Work required:
Convert the entries, from their first line up to and including the line containing "(1189, 656)", into a Markdown table with the columns Row and Line. Number each line in Row, and leave out any blank lines.
----------------
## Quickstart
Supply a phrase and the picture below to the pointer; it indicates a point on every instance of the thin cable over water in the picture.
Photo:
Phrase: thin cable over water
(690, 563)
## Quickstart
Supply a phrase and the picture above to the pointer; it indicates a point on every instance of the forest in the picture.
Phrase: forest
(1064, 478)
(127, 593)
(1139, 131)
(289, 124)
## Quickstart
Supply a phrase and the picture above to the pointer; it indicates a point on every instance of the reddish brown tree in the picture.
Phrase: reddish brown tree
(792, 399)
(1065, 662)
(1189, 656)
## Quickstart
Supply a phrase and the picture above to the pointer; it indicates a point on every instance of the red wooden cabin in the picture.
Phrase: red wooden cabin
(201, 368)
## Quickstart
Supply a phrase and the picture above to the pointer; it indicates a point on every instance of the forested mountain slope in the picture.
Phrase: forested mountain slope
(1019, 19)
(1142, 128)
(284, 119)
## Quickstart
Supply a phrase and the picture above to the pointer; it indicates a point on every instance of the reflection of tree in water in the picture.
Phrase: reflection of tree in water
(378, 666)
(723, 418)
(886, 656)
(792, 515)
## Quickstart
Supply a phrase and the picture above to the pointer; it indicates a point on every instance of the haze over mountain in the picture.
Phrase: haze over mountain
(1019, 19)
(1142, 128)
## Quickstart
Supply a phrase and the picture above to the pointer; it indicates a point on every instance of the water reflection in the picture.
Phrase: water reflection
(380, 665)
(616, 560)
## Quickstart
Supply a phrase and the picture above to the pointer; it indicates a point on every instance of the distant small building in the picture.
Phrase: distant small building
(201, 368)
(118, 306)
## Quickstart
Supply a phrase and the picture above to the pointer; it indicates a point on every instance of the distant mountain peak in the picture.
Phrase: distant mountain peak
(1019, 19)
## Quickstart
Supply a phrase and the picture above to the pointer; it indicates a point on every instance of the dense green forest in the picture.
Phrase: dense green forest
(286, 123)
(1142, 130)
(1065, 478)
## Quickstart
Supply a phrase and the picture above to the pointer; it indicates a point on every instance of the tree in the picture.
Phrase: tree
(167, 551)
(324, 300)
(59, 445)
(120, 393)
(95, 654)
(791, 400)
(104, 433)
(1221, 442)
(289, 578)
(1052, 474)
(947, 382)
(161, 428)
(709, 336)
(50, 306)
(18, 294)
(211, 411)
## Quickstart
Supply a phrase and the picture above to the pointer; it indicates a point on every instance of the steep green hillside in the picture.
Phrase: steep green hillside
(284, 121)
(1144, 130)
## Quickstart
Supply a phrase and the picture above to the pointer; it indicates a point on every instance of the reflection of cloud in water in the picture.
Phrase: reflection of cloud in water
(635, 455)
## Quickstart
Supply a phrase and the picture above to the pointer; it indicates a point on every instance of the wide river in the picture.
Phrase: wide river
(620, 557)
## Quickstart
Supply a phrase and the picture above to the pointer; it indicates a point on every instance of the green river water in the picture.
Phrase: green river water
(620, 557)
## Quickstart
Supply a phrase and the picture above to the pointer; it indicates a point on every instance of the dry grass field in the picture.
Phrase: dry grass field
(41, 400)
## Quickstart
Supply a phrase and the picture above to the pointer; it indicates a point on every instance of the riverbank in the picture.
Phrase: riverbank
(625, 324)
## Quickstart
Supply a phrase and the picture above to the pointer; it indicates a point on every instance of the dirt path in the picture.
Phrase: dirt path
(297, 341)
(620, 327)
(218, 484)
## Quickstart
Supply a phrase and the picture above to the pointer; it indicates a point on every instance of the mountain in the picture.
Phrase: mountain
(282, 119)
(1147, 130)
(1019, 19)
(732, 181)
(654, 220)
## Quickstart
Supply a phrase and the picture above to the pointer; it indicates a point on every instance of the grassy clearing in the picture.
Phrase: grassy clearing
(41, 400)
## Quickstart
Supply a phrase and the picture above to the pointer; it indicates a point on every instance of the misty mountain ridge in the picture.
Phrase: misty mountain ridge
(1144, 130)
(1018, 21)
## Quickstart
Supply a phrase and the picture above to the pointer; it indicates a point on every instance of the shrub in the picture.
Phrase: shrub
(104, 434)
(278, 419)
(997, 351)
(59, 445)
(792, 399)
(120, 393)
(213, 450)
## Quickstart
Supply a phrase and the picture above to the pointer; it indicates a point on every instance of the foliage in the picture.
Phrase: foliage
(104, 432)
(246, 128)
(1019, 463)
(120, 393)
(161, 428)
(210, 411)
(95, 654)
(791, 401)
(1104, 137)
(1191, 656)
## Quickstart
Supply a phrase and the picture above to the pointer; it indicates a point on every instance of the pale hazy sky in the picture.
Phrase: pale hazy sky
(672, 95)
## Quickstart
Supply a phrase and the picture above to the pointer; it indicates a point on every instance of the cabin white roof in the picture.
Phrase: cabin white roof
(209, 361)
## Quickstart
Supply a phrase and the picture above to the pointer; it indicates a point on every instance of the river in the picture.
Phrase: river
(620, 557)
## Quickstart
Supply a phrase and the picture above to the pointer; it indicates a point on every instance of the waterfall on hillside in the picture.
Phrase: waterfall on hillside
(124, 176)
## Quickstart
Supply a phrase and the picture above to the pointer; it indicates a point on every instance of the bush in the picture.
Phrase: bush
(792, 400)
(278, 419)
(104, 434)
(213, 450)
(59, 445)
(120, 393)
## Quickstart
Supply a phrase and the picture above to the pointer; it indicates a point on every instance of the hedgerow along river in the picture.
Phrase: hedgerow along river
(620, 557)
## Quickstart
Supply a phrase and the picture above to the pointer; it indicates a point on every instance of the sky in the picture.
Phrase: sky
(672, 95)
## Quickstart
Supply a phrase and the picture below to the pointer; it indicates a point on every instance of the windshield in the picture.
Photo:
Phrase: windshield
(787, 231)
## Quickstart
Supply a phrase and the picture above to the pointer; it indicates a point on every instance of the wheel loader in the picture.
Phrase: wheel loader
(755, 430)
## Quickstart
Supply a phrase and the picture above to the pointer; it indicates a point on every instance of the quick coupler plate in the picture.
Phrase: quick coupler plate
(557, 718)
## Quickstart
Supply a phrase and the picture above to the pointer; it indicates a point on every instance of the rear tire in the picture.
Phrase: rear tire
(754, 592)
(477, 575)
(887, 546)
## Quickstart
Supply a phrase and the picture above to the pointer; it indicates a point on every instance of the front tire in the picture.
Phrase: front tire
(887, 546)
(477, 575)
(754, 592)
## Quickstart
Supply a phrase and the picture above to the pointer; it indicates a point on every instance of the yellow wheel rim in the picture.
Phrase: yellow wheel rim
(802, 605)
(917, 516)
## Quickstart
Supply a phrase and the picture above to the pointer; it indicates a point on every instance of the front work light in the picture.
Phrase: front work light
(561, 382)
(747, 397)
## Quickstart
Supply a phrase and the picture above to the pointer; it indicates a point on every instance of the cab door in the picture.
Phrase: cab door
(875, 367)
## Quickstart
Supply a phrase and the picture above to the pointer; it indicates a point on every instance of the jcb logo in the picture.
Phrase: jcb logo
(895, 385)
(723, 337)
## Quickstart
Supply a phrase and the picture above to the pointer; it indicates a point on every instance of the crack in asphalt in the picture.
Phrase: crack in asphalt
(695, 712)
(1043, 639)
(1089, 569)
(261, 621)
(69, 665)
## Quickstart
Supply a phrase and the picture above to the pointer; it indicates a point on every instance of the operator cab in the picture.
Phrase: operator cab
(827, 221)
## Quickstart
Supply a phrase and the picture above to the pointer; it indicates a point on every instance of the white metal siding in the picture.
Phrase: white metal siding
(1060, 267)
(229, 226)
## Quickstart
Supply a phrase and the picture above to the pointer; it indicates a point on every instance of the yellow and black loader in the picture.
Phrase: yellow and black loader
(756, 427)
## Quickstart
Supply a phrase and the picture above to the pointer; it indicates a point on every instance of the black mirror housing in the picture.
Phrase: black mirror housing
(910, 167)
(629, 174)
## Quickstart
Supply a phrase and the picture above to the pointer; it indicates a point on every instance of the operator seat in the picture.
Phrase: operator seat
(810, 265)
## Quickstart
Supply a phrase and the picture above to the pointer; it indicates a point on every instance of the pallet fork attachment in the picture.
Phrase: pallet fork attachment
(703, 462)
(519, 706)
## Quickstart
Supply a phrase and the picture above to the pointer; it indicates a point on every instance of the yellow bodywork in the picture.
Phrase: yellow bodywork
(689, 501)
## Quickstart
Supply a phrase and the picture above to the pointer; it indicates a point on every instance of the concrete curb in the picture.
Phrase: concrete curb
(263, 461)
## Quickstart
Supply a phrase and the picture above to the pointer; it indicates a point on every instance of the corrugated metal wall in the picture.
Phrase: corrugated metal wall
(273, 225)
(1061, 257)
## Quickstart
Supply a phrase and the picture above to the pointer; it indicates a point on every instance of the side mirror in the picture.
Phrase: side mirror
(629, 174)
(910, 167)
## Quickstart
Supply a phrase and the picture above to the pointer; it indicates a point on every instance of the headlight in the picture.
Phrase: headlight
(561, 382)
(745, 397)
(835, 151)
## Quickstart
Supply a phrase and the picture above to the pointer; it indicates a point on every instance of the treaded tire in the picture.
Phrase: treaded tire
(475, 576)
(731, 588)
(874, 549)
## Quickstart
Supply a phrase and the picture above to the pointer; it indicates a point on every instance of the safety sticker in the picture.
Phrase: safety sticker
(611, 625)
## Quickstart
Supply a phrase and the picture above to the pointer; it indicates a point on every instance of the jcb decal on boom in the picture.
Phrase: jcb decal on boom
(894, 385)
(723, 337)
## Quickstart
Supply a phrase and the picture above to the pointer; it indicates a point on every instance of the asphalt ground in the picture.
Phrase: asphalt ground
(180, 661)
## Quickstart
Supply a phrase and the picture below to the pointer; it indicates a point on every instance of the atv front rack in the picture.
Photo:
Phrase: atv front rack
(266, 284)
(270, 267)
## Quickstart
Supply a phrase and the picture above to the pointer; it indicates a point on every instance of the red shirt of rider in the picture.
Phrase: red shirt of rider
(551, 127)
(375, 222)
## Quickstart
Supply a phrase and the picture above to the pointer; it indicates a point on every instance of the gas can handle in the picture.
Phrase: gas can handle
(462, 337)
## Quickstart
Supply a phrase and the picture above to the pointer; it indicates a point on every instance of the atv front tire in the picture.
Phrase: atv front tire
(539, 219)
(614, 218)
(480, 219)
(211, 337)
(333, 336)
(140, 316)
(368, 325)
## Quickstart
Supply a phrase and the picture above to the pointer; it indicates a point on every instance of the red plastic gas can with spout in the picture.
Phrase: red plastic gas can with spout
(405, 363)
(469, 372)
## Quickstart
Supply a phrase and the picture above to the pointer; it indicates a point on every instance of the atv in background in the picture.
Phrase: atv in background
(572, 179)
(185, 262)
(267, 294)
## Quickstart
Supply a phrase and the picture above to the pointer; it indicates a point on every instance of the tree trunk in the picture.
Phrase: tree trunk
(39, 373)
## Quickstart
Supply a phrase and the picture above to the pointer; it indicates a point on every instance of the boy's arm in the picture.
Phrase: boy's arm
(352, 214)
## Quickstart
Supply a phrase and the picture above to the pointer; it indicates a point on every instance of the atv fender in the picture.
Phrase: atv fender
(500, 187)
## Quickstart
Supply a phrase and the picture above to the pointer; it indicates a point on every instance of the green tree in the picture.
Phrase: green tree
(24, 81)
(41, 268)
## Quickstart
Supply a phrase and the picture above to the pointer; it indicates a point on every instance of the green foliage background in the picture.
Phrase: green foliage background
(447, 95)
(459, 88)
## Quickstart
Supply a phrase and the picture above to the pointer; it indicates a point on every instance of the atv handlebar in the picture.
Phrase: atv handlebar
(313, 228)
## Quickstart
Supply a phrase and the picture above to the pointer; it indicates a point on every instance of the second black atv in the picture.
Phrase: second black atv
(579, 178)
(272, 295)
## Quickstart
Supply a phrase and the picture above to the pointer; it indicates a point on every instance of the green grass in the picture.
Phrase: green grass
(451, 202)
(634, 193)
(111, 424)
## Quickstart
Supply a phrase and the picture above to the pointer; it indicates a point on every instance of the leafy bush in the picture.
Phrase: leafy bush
----------------
Output of the task:
| Row | Line |
|---|---|
| 1 | ## Quickstart |
| 2 | Supply a phrase and the picture below to the pointer; it indicates a point on every instance of the thin cable over water in the picture. |
| 3 | Photo: |
| 4 | Phrase: thin cable over water |
| 5 | (690, 563) |
| 6 | ## Quickstart |
| 7 | Supply a phrase and the picture above to the pointer; it indicates a point on every instance of the forest in the picture. |
| 8 | Phrase: forest |
| 9 | (1064, 478) |
| 10 | (127, 593) |
| 11 | (1139, 131) |
| 12 | (289, 124) |
| 13 | ## Quickstart |
| 14 | Supply a phrase and the picture above to the pointer; it indicates a point on every instance of the reddish brown tree in the picture. |
| 15 | Phrase: reddish brown tree |
| 16 | (792, 399) |
| 17 | (1065, 662) |
| 18 | (1189, 656) |